--- START ---
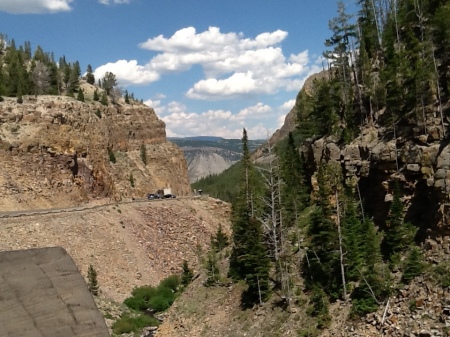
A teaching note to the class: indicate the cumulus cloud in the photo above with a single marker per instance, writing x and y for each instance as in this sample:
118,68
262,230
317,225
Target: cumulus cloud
180,122
111,2
257,111
233,65
35,6
128,72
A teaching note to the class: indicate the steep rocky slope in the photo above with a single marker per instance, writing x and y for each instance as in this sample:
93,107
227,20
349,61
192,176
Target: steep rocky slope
205,161
129,244
55,150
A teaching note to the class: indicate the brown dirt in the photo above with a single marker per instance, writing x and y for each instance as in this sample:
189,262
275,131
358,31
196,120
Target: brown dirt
128,244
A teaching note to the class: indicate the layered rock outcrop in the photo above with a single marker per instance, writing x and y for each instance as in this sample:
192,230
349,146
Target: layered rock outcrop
57,151
417,155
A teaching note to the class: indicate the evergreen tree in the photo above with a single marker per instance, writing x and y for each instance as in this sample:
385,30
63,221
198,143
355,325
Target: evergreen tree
248,259
109,82
212,269
90,78
187,274
220,240
80,95
104,99
295,189
74,78
414,265
399,235
92,280
143,153
322,260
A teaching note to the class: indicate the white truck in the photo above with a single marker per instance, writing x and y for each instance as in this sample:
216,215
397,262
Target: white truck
165,193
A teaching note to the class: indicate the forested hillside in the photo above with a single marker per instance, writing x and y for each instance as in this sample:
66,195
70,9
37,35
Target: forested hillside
27,72
352,222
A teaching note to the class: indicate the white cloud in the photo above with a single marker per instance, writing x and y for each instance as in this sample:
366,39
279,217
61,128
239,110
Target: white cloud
128,72
233,65
288,105
257,111
35,6
180,122
110,2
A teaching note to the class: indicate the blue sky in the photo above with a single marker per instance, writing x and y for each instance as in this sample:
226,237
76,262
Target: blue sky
206,67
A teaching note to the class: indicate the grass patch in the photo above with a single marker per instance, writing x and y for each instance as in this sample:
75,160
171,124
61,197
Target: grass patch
157,298
133,323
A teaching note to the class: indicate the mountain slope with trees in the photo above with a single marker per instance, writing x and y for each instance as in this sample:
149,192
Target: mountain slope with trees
366,231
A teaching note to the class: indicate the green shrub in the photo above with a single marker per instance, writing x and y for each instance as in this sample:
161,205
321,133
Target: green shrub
112,157
127,324
158,299
171,282
131,180
162,301
143,153
414,265
187,275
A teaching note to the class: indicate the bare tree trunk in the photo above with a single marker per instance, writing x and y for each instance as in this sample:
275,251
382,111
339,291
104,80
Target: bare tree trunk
341,251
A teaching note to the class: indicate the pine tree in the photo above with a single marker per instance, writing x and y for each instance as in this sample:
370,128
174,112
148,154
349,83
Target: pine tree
212,269
109,82
322,266
249,260
220,240
414,265
80,95
90,78
187,274
294,189
96,98
143,153
104,99
399,235
92,280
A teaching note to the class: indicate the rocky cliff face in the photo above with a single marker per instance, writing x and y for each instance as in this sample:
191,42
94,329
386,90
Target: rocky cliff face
56,151
418,157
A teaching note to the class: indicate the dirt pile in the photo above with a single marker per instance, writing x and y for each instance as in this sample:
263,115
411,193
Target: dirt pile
128,244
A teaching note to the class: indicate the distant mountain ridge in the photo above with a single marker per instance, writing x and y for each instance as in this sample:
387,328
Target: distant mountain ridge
206,155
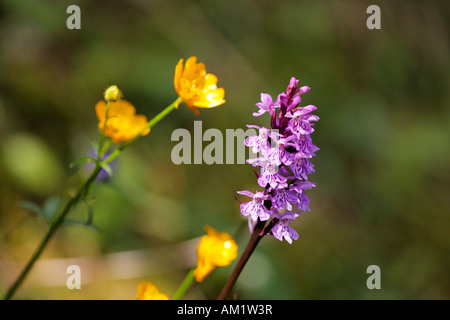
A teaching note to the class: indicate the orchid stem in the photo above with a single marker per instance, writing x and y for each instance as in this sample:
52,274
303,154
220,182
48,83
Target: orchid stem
251,245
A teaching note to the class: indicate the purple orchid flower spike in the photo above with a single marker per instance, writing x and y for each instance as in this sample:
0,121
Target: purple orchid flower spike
255,208
266,105
283,163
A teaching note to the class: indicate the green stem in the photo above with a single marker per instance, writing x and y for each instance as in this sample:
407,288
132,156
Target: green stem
82,192
184,286
252,243
102,134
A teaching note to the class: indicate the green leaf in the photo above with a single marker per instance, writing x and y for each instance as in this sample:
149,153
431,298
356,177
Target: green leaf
81,161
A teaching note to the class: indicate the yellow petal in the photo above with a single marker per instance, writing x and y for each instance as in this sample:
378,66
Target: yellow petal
148,291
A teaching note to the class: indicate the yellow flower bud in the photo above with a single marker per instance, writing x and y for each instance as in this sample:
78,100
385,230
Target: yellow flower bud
148,291
214,250
112,93
123,123
195,87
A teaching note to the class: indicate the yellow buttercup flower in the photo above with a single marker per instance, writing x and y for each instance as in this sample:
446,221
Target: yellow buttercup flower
122,124
214,250
195,87
148,291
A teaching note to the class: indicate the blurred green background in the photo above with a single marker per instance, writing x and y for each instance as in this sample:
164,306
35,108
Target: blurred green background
382,171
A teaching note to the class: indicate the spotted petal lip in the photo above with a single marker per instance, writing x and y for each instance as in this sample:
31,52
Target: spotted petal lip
195,87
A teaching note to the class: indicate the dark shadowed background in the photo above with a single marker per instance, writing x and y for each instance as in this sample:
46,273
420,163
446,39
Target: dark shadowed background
382,171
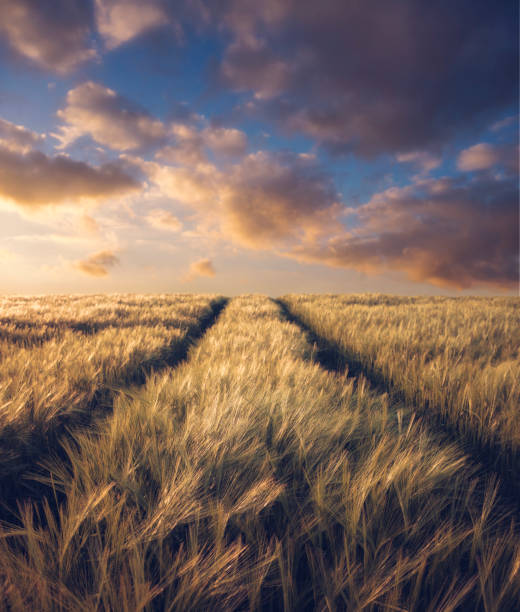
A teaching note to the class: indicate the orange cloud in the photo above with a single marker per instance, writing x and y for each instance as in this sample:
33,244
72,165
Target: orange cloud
98,263
35,179
203,267
262,201
163,220
445,232
18,138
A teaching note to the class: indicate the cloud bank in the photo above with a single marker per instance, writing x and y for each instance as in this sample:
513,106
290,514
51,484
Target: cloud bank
448,232
347,73
35,179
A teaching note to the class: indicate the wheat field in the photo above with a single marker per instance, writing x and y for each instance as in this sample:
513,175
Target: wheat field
191,453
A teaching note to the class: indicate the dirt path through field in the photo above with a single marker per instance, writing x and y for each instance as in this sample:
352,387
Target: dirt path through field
331,357
23,483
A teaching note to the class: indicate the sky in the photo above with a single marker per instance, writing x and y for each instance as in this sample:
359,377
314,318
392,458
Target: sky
272,146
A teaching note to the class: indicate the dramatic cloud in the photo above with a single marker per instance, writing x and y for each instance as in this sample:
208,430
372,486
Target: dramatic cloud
119,21
484,156
268,199
262,201
446,232
380,76
51,33
35,179
98,263
423,160
163,220
203,267
110,119
17,138
191,144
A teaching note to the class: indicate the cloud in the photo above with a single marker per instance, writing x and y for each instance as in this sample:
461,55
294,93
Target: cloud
35,179
54,34
484,156
269,199
347,75
163,220
500,125
109,118
425,161
119,21
192,143
203,267
98,263
18,138
447,232
262,201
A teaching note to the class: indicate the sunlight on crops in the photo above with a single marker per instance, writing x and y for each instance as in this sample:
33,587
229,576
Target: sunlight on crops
249,478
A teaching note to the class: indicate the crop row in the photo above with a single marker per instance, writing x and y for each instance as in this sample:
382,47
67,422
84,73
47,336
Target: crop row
46,388
457,359
250,478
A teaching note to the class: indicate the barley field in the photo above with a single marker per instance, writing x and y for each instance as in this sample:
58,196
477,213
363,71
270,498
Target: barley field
182,452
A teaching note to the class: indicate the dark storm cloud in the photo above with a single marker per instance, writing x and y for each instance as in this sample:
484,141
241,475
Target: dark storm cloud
53,34
35,179
374,76
448,232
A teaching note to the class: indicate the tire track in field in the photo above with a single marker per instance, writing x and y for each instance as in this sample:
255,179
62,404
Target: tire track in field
22,483
486,458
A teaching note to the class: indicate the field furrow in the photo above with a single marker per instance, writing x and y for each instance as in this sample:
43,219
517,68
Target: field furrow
48,390
249,478
456,360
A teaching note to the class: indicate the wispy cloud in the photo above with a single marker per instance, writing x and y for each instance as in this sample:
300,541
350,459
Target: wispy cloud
35,179
97,264
202,267
484,156
18,138
119,21
447,232
163,220
109,118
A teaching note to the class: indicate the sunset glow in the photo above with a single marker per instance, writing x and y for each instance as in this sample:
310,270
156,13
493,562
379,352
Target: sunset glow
244,146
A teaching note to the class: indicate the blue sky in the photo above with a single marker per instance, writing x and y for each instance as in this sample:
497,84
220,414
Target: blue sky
271,147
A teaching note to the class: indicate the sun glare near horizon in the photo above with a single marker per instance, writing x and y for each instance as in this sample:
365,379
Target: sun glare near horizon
271,147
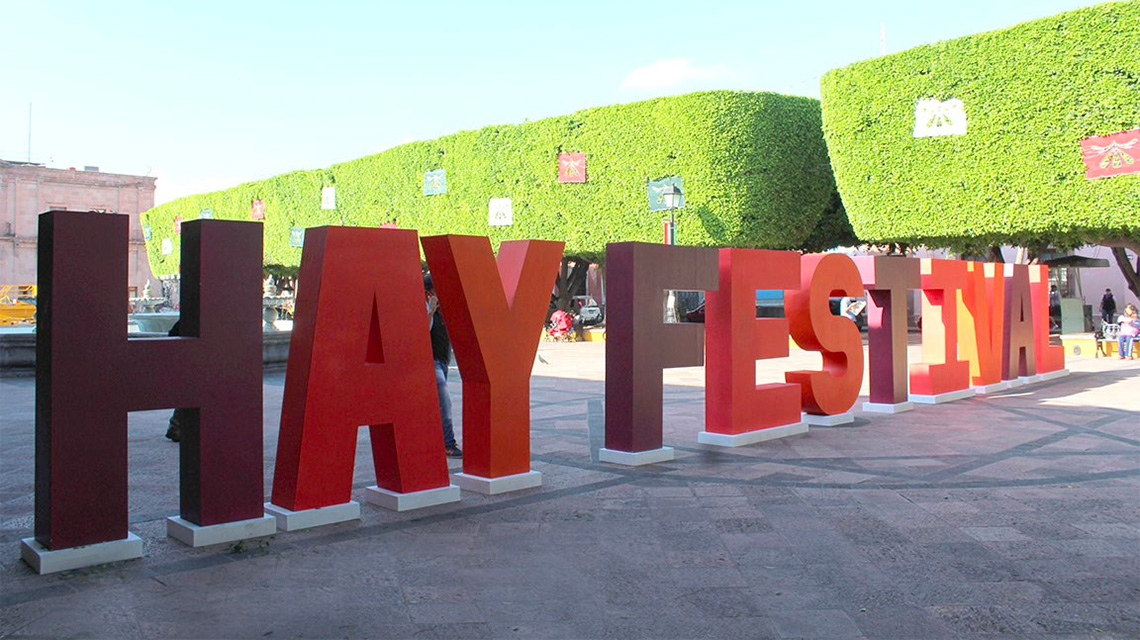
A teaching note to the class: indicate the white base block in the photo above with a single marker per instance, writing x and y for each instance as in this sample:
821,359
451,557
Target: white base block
751,437
295,520
503,484
986,389
833,420
46,561
888,407
398,501
196,535
635,458
947,397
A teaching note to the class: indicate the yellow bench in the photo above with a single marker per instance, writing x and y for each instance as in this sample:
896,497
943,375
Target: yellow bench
17,305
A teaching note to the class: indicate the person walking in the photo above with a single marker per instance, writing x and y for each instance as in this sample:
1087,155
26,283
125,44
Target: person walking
441,354
1130,326
1107,307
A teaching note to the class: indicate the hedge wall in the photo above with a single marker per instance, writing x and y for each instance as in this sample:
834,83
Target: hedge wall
754,164
1031,92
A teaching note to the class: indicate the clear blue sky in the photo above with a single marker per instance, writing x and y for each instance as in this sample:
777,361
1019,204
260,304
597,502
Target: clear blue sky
206,95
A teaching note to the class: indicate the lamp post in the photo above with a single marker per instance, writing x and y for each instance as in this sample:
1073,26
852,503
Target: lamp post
670,195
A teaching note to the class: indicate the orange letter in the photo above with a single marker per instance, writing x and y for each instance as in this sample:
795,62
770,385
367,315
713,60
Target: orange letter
360,355
1019,357
941,377
494,313
737,411
979,330
814,327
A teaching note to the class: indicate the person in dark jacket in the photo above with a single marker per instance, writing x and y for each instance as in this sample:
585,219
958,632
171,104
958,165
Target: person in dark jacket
441,353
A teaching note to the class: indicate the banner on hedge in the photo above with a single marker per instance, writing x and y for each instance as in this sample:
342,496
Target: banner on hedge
571,167
499,212
1115,154
938,118
657,187
436,181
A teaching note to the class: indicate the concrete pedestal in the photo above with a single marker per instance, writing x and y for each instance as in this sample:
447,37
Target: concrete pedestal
196,535
295,520
832,420
635,458
46,561
398,501
987,389
751,437
503,484
947,397
888,407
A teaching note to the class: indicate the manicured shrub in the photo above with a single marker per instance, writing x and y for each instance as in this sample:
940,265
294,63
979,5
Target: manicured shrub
754,165
1031,94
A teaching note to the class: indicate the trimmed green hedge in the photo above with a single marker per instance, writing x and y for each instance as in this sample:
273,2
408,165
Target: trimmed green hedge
1031,92
754,164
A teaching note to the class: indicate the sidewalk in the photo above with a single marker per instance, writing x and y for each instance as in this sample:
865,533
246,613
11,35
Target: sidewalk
1008,516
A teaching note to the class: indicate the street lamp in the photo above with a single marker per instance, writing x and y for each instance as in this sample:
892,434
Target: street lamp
670,195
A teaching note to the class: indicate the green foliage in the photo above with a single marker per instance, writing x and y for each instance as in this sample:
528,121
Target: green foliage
754,164
1032,92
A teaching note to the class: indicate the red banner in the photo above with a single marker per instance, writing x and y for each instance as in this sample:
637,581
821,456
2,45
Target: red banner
571,168
1115,154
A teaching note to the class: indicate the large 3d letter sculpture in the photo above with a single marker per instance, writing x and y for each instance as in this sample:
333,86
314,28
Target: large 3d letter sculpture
89,375
494,310
941,377
1050,357
1019,359
737,411
828,395
360,355
640,345
887,280
982,318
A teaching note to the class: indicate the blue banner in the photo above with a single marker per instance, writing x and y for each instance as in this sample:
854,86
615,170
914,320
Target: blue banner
436,181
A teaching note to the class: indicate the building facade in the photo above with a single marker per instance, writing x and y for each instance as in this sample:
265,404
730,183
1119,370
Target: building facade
29,189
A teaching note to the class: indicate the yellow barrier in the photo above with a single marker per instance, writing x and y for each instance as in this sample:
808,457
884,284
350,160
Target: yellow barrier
17,305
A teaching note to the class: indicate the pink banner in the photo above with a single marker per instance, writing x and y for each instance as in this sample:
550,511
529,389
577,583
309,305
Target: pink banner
1115,154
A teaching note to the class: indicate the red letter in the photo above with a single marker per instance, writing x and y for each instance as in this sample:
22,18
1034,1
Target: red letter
734,405
1050,357
360,355
941,377
1018,354
887,280
979,331
89,375
814,327
640,345
494,313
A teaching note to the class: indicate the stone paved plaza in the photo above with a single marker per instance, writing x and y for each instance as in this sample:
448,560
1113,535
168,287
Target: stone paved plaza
1008,516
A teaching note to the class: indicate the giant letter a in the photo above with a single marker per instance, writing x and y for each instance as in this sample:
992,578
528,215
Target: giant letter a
360,355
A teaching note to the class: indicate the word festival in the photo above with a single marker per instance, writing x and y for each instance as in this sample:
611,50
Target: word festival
360,355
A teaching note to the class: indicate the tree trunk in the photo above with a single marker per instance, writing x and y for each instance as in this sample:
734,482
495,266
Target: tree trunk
1131,272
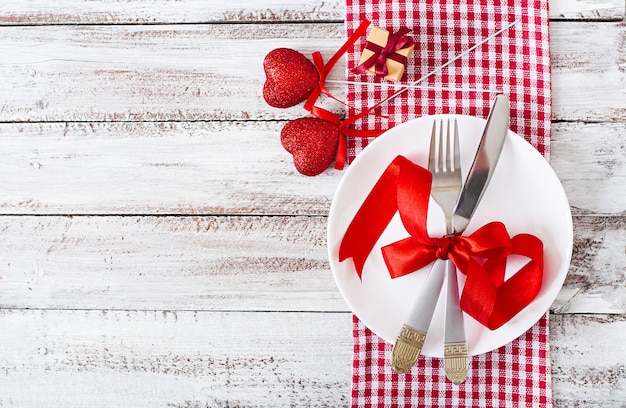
--- END ---
**Problem description**
List each line of the material that contains the word "barley", copying every such line in full.

**Expected answer**
A teaching note to the class: indicate the barley field in the photo above with a single marker per instance, writing x and y for each instance as in this sample:
Target: barley field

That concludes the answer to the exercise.